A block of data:
******

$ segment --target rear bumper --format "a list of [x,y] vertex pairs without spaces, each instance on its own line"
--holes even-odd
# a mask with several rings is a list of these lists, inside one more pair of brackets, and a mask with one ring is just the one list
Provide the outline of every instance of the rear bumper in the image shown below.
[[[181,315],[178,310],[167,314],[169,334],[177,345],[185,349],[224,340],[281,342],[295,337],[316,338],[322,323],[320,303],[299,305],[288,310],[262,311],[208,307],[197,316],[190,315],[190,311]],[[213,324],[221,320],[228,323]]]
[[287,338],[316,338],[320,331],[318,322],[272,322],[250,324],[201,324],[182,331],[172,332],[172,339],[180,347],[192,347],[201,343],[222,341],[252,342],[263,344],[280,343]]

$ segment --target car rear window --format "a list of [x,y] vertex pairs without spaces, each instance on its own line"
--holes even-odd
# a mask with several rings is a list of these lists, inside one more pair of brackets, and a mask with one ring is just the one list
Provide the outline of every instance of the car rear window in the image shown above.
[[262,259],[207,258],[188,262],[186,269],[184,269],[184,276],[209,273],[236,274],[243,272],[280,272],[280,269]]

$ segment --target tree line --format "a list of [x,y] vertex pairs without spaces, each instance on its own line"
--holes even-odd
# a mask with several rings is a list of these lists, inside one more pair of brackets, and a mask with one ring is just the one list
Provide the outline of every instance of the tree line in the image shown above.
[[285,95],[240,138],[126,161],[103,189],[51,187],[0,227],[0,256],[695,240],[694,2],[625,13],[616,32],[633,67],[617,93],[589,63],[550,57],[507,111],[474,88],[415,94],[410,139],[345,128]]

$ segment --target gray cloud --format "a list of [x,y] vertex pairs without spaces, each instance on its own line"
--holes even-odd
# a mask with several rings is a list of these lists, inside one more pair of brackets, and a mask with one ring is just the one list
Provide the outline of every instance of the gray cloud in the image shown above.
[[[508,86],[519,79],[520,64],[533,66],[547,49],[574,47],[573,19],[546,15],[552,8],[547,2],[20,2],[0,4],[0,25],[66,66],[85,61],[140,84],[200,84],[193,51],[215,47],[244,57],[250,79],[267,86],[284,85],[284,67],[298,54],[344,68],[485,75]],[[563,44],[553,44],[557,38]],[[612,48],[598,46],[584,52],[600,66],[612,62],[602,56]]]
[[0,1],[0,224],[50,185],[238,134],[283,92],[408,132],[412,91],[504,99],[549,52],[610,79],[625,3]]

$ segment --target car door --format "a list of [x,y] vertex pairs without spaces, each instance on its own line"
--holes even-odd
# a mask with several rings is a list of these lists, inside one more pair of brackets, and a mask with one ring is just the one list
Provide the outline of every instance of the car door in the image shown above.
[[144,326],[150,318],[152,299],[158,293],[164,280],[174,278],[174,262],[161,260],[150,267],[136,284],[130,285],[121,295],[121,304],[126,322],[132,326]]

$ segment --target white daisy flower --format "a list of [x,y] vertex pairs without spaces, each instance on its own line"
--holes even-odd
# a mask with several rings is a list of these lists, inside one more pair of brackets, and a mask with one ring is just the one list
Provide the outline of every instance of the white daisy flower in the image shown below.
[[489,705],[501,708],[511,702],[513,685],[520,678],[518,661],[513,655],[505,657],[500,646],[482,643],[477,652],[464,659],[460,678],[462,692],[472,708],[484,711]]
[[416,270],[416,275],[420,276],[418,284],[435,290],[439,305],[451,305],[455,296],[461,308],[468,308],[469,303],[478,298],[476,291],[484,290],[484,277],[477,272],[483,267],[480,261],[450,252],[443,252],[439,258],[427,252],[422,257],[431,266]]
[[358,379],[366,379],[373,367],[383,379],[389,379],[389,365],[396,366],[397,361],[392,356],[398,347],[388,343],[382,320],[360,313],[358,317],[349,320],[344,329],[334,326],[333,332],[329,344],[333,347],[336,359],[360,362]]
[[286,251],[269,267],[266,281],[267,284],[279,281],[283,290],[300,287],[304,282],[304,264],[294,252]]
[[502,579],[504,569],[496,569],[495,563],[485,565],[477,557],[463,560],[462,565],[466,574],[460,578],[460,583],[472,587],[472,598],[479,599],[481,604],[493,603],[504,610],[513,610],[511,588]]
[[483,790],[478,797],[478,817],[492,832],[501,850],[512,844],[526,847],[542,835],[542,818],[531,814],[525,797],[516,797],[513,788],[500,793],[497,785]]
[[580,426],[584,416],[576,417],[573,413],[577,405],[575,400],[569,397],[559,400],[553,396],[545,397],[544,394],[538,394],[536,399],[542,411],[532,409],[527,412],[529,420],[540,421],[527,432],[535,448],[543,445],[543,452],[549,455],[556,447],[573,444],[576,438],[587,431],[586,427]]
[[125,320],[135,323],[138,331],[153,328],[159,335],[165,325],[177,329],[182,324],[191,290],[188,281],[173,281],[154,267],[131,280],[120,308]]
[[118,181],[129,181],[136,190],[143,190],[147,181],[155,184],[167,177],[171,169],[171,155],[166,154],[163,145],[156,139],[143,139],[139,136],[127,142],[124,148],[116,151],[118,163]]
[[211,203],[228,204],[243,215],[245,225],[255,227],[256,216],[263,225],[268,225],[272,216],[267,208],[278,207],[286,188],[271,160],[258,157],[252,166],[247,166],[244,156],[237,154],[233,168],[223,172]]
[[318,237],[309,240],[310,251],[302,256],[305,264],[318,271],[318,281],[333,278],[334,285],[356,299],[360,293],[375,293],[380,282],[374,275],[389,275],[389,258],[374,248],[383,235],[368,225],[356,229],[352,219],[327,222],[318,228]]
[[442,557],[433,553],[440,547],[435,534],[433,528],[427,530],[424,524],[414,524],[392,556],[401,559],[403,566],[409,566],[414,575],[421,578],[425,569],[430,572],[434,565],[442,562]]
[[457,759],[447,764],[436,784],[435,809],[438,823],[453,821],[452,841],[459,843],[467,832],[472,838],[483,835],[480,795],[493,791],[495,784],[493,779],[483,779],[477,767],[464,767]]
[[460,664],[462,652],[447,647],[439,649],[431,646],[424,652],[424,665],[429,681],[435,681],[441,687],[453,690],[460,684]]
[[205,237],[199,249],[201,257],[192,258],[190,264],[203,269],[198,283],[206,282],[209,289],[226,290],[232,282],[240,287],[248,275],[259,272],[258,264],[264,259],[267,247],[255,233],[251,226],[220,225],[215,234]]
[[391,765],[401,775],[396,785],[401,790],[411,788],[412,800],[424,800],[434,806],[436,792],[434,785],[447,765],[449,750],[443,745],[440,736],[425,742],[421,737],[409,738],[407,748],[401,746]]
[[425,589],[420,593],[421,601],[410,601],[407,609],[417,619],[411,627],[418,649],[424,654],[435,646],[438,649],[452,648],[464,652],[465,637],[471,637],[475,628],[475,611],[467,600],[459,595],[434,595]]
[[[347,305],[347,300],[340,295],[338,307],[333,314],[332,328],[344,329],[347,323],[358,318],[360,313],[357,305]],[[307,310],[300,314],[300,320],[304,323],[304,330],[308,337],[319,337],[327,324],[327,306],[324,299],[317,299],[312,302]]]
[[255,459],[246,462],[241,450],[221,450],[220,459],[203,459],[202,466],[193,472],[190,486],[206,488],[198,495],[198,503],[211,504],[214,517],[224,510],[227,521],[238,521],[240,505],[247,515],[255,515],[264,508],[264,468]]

******

• [Task directions]: Each record above should be returned exactly as it appears.

• [Solved problem]:
$ segment --target rear bumper --format "a list of [x,y] vertex pairs without spaces, each instance on its own line"
--holes even-odd
# a mask with several rings is a list of these lists, inside one more pair of brackets, and a mask with one ring is just the one list
Provide the outline of every instance of the rear bumper in the image shown below.
[[[181,315],[178,310],[167,314],[169,334],[177,345],[185,349],[224,340],[281,342],[295,337],[316,338],[322,323],[320,303],[299,305],[288,310],[262,311],[208,307],[197,316],[190,315],[190,311]],[[213,324],[221,320],[228,323]]]
[[287,338],[316,338],[320,331],[318,322],[272,322],[250,324],[201,324],[182,331],[172,332],[172,339],[180,347],[192,347],[201,343],[222,341],[252,342],[263,344],[280,343]]

$ segment --target car rear window --format "a list of [x,y] vertex pairs without spaces, each instance on its own line"
--holes even-odd
# a mask with several rings is a list of these lists, inside one more pair of brackets, and a mask with one ring is just the one list
Provide the outline of every instance of the car rear window in the image shown above.
[[262,259],[207,258],[188,262],[186,269],[184,269],[184,276],[209,273],[236,274],[243,272],[280,272],[280,269]]

$ segment --target tree line --format "a list of [x,y] vertex pairs without spaces, each instance on its own line"
--holes even-odd
# a mask with several rings is a list of these lists, inside one more pair of brackets, and a mask with one ring is just the one list
Provide the outline of every instance of the tree line in the image shown above.
[[285,95],[240,138],[126,161],[103,189],[51,187],[0,227],[0,256],[695,240],[694,2],[625,13],[616,32],[633,67],[617,93],[589,63],[550,57],[507,111],[474,88],[415,94],[410,139],[345,128]]

$ segment --target gray cloud --format "a list of [x,y] vertex pairs without spaces, each instance on its own line"
--holes even-odd
# a mask with several rings is a list of these lists, inside one more pair of brackets, and a mask with one ring is just the one list
Provide the outline of every instance of the gray cloud in the image shown above.
[[[508,86],[519,79],[520,64],[533,66],[547,49],[574,47],[573,19],[546,15],[552,8],[547,2],[20,2],[0,4],[0,25],[66,66],[85,61],[140,84],[200,84],[193,51],[215,47],[244,57],[250,79],[267,86],[284,85],[284,67],[298,54],[344,68],[485,75]],[[563,44],[553,44],[557,38]],[[612,48],[598,46],[584,52],[600,66],[612,62],[602,56]]]
[[0,1],[0,224],[50,185],[238,134],[283,92],[408,132],[412,91],[504,99],[549,52],[610,79],[625,3]]

$ segment --target car door --format "a list of [x,y] vertex pairs without spaces, each instance on its own line"
--holes even-odd
# a mask with several rings is a list of these lists, inside one more pair of brackets, and a mask with one ring is just the one list
Provide the outline of every instance of the car door in the image shown above.
[[144,326],[150,318],[152,299],[158,293],[164,280],[174,278],[174,262],[161,260],[150,267],[136,284],[130,285],[121,295],[121,304],[126,322],[132,326]]

$ segment --target white daisy flower --format "a list of [x,y] vertex pairs without spaces, each instance on its own line"
--holes even-odd
# a mask with several rings is a list of these lists, inside one more pair of brackets, and a mask with one ring is just the one list
Provide the outline of every instance of the white daisy flower in the image shown below.
[[489,705],[501,708],[511,702],[513,685],[520,678],[518,661],[513,655],[505,657],[500,646],[482,643],[477,652],[464,659],[460,678],[462,692],[472,708],[484,711]]
[[416,270],[416,275],[420,276],[418,284],[435,290],[439,305],[451,305],[455,296],[461,308],[468,308],[469,303],[478,298],[476,291],[484,290],[484,277],[477,272],[483,267],[480,261],[450,252],[443,252],[439,258],[427,252],[422,257],[431,266]]
[[358,379],[366,379],[373,367],[383,379],[389,379],[389,365],[396,366],[397,361],[392,356],[398,347],[388,343],[382,320],[360,313],[358,317],[349,320],[344,329],[334,326],[333,332],[329,344],[333,347],[336,359],[360,362]]
[[286,251],[269,267],[266,281],[267,284],[279,281],[283,290],[300,287],[304,282],[304,264],[294,252]]
[[502,579],[504,569],[496,569],[495,563],[485,565],[477,557],[463,560],[462,565],[466,574],[460,578],[460,583],[472,587],[472,598],[479,599],[481,604],[493,603],[504,610],[513,610],[511,588]]
[[483,790],[478,797],[478,817],[492,832],[501,850],[512,844],[526,847],[542,835],[542,818],[531,814],[525,797],[516,797],[513,788],[500,793],[497,785]]
[[580,426],[584,416],[576,417],[573,413],[577,405],[575,400],[569,397],[559,400],[553,396],[545,397],[544,394],[538,394],[536,399],[542,411],[532,409],[527,412],[529,420],[540,421],[527,432],[535,448],[543,445],[543,452],[549,455],[556,447],[573,444],[576,438],[587,431],[586,427]]
[[125,320],[135,323],[138,331],[153,328],[159,335],[165,325],[177,329],[182,324],[191,290],[188,281],[173,281],[154,267],[131,280],[120,308]]
[[118,181],[129,181],[136,190],[143,190],[147,181],[155,184],[167,177],[171,169],[171,155],[166,154],[163,145],[156,139],[143,139],[139,136],[127,142],[124,148],[116,151],[118,163]]
[[211,203],[228,204],[243,215],[245,225],[255,227],[256,216],[263,225],[268,225],[272,216],[267,208],[278,207],[286,188],[271,160],[258,157],[252,166],[247,166],[244,156],[237,154],[233,168],[223,172]]
[[318,237],[309,240],[310,251],[302,256],[305,264],[318,271],[318,281],[333,278],[334,285],[356,299],[360,293],[375,293],[380,282],[374,275],[389,275],[389,258],[374,248],[383,235],[368,225],[356,229],[352,219],[327,222],[318,228]]
[[442,557],[433,553],[440,547],[435,534],[433,528],[427,530],[424,524],[414,524],[392,556],[401,559],[403,566],[409,566],[414,575],[421,578],[425,569],[430,572],[434,565],[442,562]]
[[457,759],[447,764],[436,784],[435,809],[438,823],[453,821],[452,841],[459,843],[467,832],[472,838],[483,835],[480,795],[493,791],[495,784],[493,779],[483,779],[477,767],[464,767]]
[[460,664],[462,652],[447,647],[439,649],[431,646],[424,652],[424,665],[429,681],[435,681],[441,687],[453,690],[460,684]]
[[205,237],[199,249],[201,257],[192,258],[190,264],[203,269],[198,283],[206,282],[209,289],[226,290],[232,282],[240,287],[248,275],[259,272],[258,264],[264,259],[267,247],[255,233],[251,226],[220,225],[215,234]]
[[391,765],[401,775],[396,785],[401,790],[411,788],[412,800],[424,800],[434,806],[436,792],[434,785],[447,765],[449,750],[443,745],[440,736],[425,742],[421,737],[409,738],[407,748],[401,746]]
[[425,589],[420,593],[421,601],[410,601],[407,609],[417,619],[411,627],[418,649],[424,654],[435,646],[438,649],[452,648],[464,652],[465,637],[471,637],[475,628],[475,611],[467,600],[459,595],[434,595]]
[[[347,305],[347,300],[340,295],[338,307],[333,314],[332,328],[344,329],[347,323],[358,318],[360,313],[357,305]],[[307,310],[300,314],[300,320],[304,323],[304,330],[308,337],[319,337],[327,324],[327,306],[324,299],[317,299],[312,302]]]
[[255,459],[246,462],[241,450],[221,450],[220,459],[203,459],[202,466],[193,472],[190,486],[206,488],[198,495],[198,503],[211,504],[214,517],[224,510],[227,521],[238,521],[240,505],[247,515],[255,515],[264,508],[264,468]]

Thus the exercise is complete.